#### DATA SECTION ####
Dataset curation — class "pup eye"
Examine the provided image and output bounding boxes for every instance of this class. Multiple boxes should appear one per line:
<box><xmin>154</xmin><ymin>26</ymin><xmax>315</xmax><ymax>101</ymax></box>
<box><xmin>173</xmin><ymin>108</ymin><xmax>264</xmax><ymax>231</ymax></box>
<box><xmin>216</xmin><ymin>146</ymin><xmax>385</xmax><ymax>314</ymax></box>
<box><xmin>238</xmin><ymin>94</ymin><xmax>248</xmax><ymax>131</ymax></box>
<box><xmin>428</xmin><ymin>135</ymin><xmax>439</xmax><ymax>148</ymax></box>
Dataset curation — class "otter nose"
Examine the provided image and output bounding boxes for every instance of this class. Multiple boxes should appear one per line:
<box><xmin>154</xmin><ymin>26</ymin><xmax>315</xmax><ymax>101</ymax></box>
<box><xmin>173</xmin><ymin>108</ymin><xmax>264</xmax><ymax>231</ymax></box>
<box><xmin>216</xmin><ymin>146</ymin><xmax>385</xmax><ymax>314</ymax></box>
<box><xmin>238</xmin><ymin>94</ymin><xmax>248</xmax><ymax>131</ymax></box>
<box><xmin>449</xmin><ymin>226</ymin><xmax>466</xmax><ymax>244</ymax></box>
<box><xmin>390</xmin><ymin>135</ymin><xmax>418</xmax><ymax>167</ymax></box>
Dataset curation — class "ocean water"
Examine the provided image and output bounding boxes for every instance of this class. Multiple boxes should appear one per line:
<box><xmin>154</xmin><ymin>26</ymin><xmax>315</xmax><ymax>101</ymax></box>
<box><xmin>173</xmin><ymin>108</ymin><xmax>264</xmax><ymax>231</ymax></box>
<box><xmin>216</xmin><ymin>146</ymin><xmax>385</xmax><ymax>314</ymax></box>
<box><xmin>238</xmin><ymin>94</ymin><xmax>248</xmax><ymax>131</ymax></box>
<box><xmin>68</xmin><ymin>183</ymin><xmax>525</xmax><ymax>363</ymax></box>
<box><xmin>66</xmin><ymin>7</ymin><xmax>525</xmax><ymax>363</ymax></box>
####
§ **PROBLEM**
Could you edit the data above so that every "class" reads "category", keeping everything else the same?

§ **WRITTEN RESPONSE**
Dataset curation — category "pup eye"
Examine the provided image and output bounding boxes for every instance of this category. Multiple boxes should appear one per line:
<box><xmin>154</xmin><ymin>26</ymin><xmax>315</xmax><ymax>101</ymax></box>
<box><xmin>173</xmin><ymin>108</ymin><xmax>264</xmax><ymax>231</ymax></box>
<box><xmin>216</xmin><ymin>146</ymin><xmax>385</xmax><ymax>314</ymax></box>
<box><xmin>238</xmin><ymin>94</ymin><xmax>248</xmax><ymax>131</ymax></box>
<box><xmin>428</xmin><ymin>135</ymin><xmax>439</xmax><ymax>148</ymax></box>
Dataset curation — category "otter nose"
Examine the provided image and output bounding boxes for every instance of this category. Multiple boxes should appear one per line:
<box><xmin>154</xmin><ymin>26</ymin><xmax>315</xmax><ymax>101</ymax></box>
<box><xmin>173</xmin><ymin>108</ymin><xmax>264</xmax><ymax>231</ymax></box>
<box><xmin>216</xmin><ymin>146</ymin><xmax>385</xmax><ymax>314</ymax></box>
<box><xmin>238</xmin><ymin>94</ymin><xmax>248</xmax><ymax>131</ymax></box>
<box><xmin>449</xmin><ymin>226</ymin><xmax>466</xmax><ymax>244</ymax></box>
<box><xmin>390</xmin><ymin>135</ymin><xmax>418</xmax><ymax>167</ymax></box>
Dataset curation — category "ocean water"
Examine the provided image and output bounding boxes for every instance of this category. Multiple boxes should appear one per line:
<box><xmin>154</xmin><ymin>26</ymin><xmax>315</xmax><ymax>101</ymax></box>
<box><xmin>173</xmin><ymin>108</ymin><xmax>264</xmax><ymax>231</ymax></box>
<box><xmin>216</xmin><ymin>146</ymin><xmax>385</xmax><ymax>314</ymax></box>
<box><xmin>238</xmin><ymin>94</ymin><xmax>248</xmax><ymax>131</ymax></box>
<box><xmin>68</xmin><ymin>183</ymin><xmax>525</xmax><ymax>363</ymax></box>
<box><xmin>66</xmin><ymin>7</ymin><xmax>525</xmax><ymax>363</ymax></box>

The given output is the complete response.